[BEGIN Source passage]

Dr. Sam Amadi, the chairman of the Nigerian Electricity Regulatory Commission (NERC), in this interview with JULIET ALOHAN, speaks on the age-long corruption that has bedeviled the electricity industry and the findings of the probe committee set up by the commission to conduct public hearing into the activities of electricity distribution companies (Discos). He also spoke on the upcoming Multi Year Tariff Order (MYTO 2) taking place June, and? expected to usher in a hike in electricity tariff.?
What is your reaction to the huge metering fraud which has been uncovered by the probe committee?
The reason why we set up the public hearing was because we knew that there was a lot of fraud in the sector. It is a sector that has not been regulated in the past, a sector which people have constituted into private business ventures.
The reason for privatising the Discos is the lack of efficiency in revenue collection. It’s not just technical; there are cases of human inefficiency and corruption, and accounting has resulted in loss of revenue, while there is so much exploitation of customers.
So, the idea of the committee was to establish a baseline and put a face to this issue about exploitative billing and extortion. We organised the committee in order to have first-hand information and to give the consumers the opportunity to come and say it as it is, because we know that even if we ask the Discos to give us the complaints so we know how we can manage them, they are not going to give us.

[END Source passage]
[BEGIN Excerpted data]

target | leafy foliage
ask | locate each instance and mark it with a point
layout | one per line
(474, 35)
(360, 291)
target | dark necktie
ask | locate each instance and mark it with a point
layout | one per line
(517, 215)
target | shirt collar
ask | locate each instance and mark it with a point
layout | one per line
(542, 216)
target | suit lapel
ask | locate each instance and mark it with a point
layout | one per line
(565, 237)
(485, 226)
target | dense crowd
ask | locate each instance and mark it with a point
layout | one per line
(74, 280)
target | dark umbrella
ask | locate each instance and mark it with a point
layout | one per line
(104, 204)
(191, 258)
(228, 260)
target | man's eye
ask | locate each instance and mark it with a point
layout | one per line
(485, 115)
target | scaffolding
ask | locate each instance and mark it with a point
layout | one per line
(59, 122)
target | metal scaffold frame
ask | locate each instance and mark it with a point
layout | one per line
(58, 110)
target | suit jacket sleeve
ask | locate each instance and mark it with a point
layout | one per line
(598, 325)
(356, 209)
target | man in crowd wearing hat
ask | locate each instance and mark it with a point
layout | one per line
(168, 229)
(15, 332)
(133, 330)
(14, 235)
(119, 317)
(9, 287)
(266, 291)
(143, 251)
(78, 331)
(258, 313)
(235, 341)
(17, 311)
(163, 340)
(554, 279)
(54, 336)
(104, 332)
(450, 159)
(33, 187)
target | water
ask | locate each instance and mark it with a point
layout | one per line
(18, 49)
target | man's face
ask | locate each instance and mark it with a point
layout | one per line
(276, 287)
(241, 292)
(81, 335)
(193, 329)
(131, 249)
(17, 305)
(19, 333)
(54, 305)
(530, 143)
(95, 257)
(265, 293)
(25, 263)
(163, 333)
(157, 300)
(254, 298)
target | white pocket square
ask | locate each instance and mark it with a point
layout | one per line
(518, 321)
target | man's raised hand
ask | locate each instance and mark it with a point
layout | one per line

[END Excerpted data]

Direction A:
According to the interview, what is the reason for privatizing the Discos?
Direction B:
Transcribe the passage of the interview starting at "What is your" and ending at "exploitation of customers.".
Direction C:
Do these statements agree with the interview? Answer yes or no for each and quote the words that decide it. (i) The electricity sector had been regulated in the past. (ii) The committee was meant to let consumers come forward and describe their experiences. (iii) Juliet Alohan conducted the interview.
The records come from a different source than the interview.

Exercise solution A:
The reason is the lack of efficiency in revenue collection.

Exercise solution B:
What is your reaction to the huge metering fraud which has been uncovered by the probe committee?
The reason why we set up the public hearing was because we knew that there was a lot of fraud in the sector. It is a sector that has not been regulated in the past, a sector which people have constituted into private business ventures.
The reason for privatising the Discos is the lack of efficiency in revenue collection. It’s not just technical; there are cases of human inefficiency and corruption, and accounting has resulted in loss of revenue, while there is so much exploitation of customers.

Exercise solution C:
(i) No: "It is a sector that has not been regulated in the past"
(ii) Yes: "to give the consumers the opportunity to come and say it as it is"
(iii) Yes: "in this interview with JULIET ALOHAN"